RAFATS, FUSUK, dan JIDAL WAKTU HAJI



RAFATS, FUSUK, dan JIDAL WAKTU HAJI
Assalamu’alaikum wr wb
Ustaz, dalam melaksanakan ibadah haji kita dilarang melakukan rafats, berbuat fasik, dan berbantah-bantah sebagaimana yang dijelaskan dalam surah Al-Baqarah ayat 197. Apa yang dimaksud dengan semua perbuatan itu?
Wa’alaikumsalam wr wb
Allah SWT berfirman, “(musim) haji adalah beberapa bulan yang dimaklumi” barang siapa yang menetapkan niatnyan dalam bulan itu akan mengerjakan haji maka tidak boleh rafats, berbantah-bantaha di dalam masa mengerjakan haji. Apa yang kamu kerjakan berupa kebaikan, niscaya Allah mengetahuinya. Berbekalah dan bertakwalah kepada-Ku hai orang-orang yang berakal”. (QS Al-Baqarah [2]:197).
Dalam ayat ini Allah SWT menjelaskan beberapa hukum dan adab yang berkaitan dengan iadah haji. Waktu pelaksanaan ibadah haji itu sudah diketahui karena sudah dilakukan sebelum nabi Muhamad diutus, sejak zaman Nabi Ibrahim AS pada Syawal, Zulqaidah, dan sepuluh hari pertama bulan Zulhijah menurut sebagian ulama, sedangkan sebagian lagi mengatakan semua hari di bulan Zulhijah itu juga termasuk waktu peaksanaan ibadah haji.
☆ ☆ ☆ ☆ ☆
● KERJAKAN BERIKUT INI:
A. Tuliskan ulang secara persis bagian kutipan halaman mulai dari "Wa’alaikumsalam wr wb" sampai dengan "(QS Al-Baqarah [2]:197).".
B. Ringkas kutipan halaman tentang rafats, fusuk, dan jidal dalam dua kalimat.
Gunakan hanya kutipan halaman di atas sebagai dasar pengerjaan.

● BAHAN SUMBER:
☆ ☆ ☆ ☆ ☆
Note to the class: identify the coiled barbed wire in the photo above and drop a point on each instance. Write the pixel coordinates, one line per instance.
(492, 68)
☆ ☆ ☆ ☆ ☆
● HASIL PENGERJAAN:
A.
Wa’alaikumsalam wr wb
Allah SWT berfirman, “(musim) haji adalah beberapa bulan yang dimaklumi” barang siapa yang menetapkan niatnyan dalam bulan itu akan mengerjakan haji maka tidak boleh rafats, berbantah-bantaha di dalam masa mengerjakan haji. Apa yang kamu kerjakan berupa kebaikan, niscaya Allah mengetahuinya. Berbekalah dan bertakwalah kepada-Ku hai orang-orang yang berakal”. (QS Al-Baqarah [2]:197).

B. Seorang penanya meminta ustaz menjelaskan makna larangan rafats, berbuat fasik, dan berbantah-bantah selama ibadah haji sebagaimana disebut dalam surah Al-Baqarah ayat 197. Jawabannya mengutip ayat tersebut, yang menjelaskan beberapa hukum dan adab ibadah haji, termasuk waktu pelaksanaannya pada Syawal, Zulqaidah, dan sepuluh hari pertama Zulhijah menurut sebagian ulama, sedangkan sebagian lainnya memasukkan semua hari di bulan Zulhijah.